What you should do: Report each line in the entries below that contains the word "black". Case counts.

Excerpted data:
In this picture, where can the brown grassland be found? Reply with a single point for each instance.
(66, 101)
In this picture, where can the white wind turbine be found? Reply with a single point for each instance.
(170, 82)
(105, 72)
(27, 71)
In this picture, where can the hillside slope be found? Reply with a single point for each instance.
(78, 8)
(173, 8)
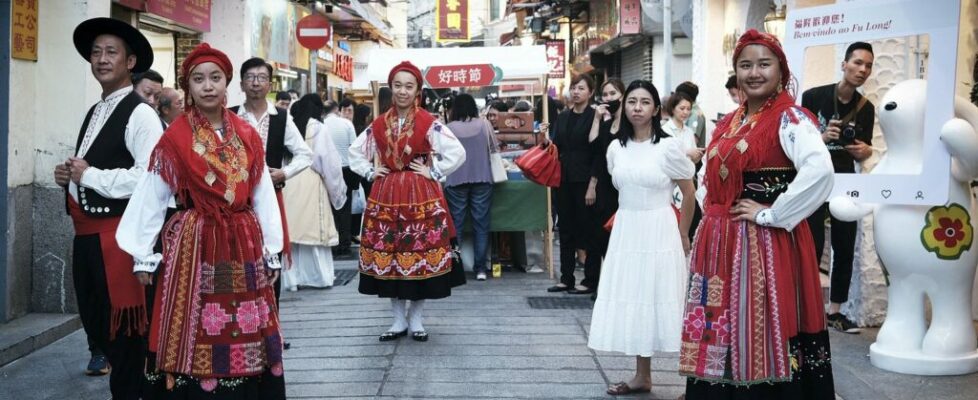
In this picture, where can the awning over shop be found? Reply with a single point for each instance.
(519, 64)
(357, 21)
--
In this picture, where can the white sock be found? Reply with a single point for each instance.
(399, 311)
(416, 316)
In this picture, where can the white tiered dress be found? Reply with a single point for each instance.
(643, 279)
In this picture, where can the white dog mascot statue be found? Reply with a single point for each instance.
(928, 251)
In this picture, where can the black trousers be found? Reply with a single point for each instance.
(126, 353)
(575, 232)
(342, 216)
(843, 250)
...
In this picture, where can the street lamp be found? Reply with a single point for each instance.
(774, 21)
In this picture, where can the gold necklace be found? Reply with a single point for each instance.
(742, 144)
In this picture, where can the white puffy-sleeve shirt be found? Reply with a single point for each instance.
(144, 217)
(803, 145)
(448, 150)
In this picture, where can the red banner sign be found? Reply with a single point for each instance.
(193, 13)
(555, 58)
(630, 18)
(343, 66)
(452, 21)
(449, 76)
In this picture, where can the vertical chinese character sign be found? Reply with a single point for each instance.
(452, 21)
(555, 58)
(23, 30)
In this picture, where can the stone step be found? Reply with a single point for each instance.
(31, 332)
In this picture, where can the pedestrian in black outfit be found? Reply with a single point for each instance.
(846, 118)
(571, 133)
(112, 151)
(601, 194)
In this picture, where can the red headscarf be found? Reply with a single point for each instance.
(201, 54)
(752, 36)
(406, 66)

Task solution:
In this picture, where can the black trousers be found? Reply with a single point for each instance.
In this picture, where can the pedestrian in black outfit be found? Reply with a single point for each instance.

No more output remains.